EXERCISE GOAL => Pick out every line in the material below that contains the word "calm", treating uppercase and lowercase as different.

DATA FOR PROCESSING =>
——

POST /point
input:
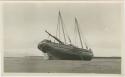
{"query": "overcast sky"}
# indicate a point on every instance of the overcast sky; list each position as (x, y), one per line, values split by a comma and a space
(25, 25)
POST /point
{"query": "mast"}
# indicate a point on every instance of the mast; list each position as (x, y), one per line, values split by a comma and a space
(76, 22)
(61, 21)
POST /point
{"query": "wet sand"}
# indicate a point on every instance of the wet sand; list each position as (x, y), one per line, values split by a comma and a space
(38, 65)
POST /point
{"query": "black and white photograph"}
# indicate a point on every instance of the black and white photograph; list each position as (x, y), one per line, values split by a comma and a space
(62, 37)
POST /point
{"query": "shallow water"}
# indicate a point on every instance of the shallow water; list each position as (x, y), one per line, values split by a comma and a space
(38, 65)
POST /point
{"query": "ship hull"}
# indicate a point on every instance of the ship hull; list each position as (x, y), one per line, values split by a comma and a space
(64, 52)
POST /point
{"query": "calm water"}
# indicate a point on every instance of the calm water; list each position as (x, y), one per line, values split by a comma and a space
(38, 65)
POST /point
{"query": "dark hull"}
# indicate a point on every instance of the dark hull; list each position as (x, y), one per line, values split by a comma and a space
(64, 52)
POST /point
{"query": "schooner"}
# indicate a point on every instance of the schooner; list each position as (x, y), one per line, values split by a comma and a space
(63, 50)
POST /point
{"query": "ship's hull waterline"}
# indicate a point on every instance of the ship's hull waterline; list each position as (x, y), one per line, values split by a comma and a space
(64, 52)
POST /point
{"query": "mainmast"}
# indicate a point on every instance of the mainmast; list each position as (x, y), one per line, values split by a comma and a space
(61, 21)
(76, 22)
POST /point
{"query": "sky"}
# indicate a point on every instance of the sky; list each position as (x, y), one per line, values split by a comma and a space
(25, 24)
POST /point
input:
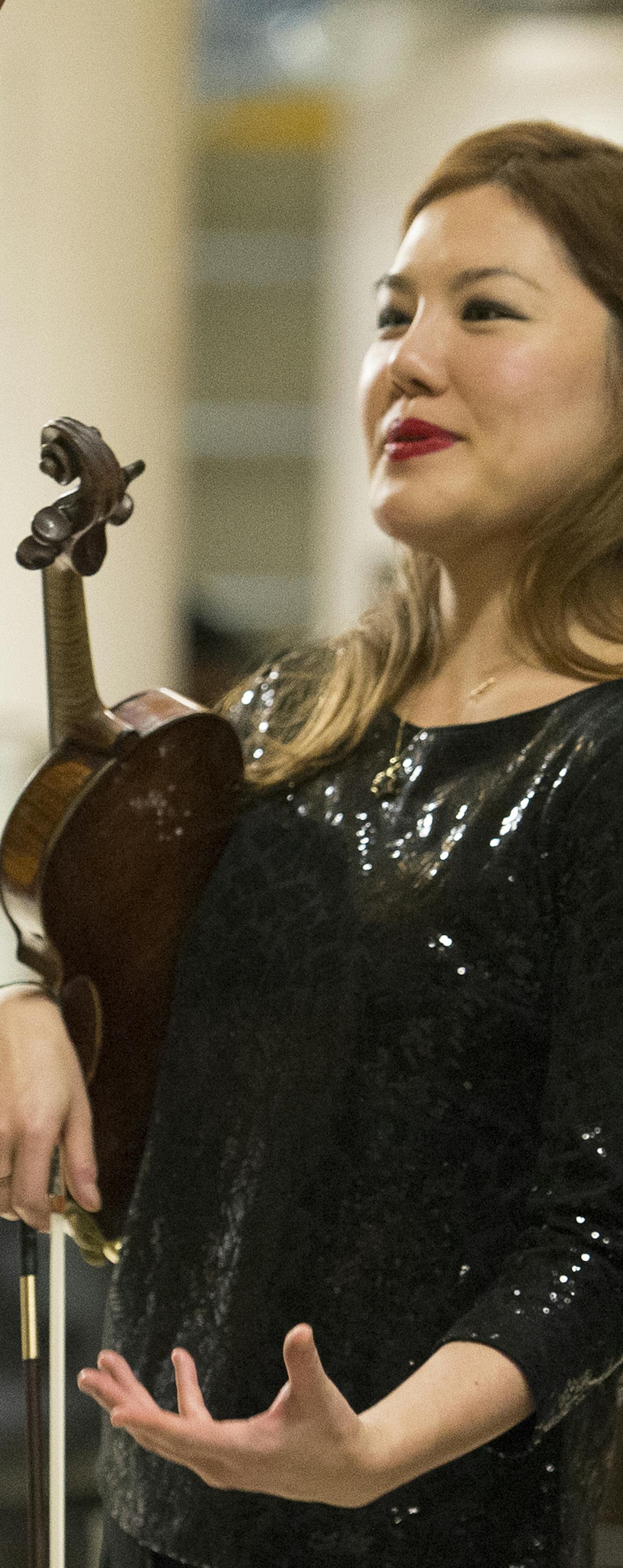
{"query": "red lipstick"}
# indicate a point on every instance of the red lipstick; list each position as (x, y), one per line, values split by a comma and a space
(414, 438)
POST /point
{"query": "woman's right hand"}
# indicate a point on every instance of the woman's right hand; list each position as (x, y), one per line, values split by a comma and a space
(43, 1104)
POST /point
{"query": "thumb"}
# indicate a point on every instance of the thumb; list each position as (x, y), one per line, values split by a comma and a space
(306, 1373)
(80, 1164)
(190, 1398)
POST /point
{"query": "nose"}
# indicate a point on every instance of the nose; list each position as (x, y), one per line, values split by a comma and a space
(417, 361)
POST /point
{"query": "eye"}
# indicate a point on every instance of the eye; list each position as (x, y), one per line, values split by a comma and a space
(480, 309)
(390, 317)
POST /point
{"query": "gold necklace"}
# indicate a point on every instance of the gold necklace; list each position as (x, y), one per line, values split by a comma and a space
(385, 784)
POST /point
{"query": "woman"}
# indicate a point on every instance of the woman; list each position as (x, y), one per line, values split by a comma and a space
(389, 1126)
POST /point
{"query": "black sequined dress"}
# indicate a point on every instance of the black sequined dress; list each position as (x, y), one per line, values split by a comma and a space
(392, 1104)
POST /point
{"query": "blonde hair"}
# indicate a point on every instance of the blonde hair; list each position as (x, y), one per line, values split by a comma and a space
(570, 563)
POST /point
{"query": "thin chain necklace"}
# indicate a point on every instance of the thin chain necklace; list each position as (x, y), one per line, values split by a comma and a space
(385, 784)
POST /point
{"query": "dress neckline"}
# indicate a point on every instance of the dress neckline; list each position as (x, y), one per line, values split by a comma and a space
(504, 719)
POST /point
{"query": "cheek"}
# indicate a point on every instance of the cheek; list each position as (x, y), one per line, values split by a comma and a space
(370, 396)
(530, 385)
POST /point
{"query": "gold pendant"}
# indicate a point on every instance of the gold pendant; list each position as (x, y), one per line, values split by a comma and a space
(387, 783)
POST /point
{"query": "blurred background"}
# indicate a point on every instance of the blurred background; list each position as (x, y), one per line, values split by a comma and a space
(195, 203)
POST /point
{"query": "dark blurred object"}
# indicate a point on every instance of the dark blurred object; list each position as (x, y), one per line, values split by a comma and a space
(218, 657)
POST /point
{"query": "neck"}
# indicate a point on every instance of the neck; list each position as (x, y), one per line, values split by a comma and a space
(475, 629)
(74, 706)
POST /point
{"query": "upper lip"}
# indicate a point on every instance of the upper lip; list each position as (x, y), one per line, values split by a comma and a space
(415, 430)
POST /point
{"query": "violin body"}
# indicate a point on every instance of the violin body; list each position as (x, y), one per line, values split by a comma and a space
(112, 841)
(102, 861)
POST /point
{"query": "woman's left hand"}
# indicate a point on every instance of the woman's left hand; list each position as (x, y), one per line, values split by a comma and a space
(309, 1446)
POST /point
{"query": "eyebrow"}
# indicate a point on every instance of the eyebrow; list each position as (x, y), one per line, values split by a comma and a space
(470, 275)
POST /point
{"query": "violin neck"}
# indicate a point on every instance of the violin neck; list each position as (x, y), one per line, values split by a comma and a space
(74, 706)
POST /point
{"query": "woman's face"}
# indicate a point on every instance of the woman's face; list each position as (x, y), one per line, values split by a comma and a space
(514, 366)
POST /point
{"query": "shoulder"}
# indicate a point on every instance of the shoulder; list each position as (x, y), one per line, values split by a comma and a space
(274, 701)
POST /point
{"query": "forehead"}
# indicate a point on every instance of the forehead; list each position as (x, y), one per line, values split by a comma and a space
(483, 228)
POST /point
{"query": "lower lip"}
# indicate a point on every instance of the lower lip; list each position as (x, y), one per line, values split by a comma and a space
(398, 450)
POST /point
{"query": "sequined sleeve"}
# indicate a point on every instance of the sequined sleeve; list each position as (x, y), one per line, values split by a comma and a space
(556, 1308)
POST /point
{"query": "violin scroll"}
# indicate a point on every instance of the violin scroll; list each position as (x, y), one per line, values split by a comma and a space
(76, 524)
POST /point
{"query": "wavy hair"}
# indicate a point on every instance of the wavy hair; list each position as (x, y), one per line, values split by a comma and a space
(569, 568)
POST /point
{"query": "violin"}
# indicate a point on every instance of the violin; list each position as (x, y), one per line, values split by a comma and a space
(102, 861)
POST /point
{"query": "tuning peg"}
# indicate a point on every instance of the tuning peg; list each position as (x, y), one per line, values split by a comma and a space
(52, 526)
(90, 549)
(33, 554)
(133, 469)
(121, 512)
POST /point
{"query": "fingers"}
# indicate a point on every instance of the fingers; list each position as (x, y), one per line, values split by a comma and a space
(190, 1398)
(5, 1199)
(115, 1384)
(32, 1175)
(79, 1164)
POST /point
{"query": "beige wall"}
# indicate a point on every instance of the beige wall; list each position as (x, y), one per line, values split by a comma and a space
(459, 74)
(90, 251)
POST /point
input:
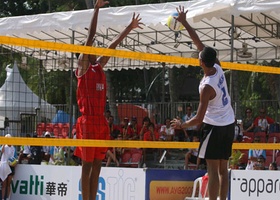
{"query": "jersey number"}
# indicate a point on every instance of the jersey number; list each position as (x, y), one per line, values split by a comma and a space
(224, 98)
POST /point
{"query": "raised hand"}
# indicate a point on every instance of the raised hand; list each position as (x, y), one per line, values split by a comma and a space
(135, 22)
(181, 14)
(100, 3)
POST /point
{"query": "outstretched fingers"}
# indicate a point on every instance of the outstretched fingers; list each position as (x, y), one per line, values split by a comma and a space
(136, 21)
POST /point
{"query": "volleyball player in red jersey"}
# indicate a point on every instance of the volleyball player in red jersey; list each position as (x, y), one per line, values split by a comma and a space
(91, 98)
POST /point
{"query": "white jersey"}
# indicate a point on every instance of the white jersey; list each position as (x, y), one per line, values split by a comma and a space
(219, 111)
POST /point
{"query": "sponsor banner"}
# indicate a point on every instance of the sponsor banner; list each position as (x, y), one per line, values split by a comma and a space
(170, 184)
(255, 185)
(33, 182)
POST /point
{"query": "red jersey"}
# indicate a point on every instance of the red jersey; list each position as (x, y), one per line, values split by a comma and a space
(91, 91)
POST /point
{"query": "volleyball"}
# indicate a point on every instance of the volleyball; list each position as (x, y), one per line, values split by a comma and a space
(174, 24)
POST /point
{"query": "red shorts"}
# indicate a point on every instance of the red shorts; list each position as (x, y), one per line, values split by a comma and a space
(92, 127)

——

EXERCISE RESULT =>
{"query": "calm water"}
# indicate a point on every instance of the calm water; list each position as (x, y), one per line, values split by a comma and a space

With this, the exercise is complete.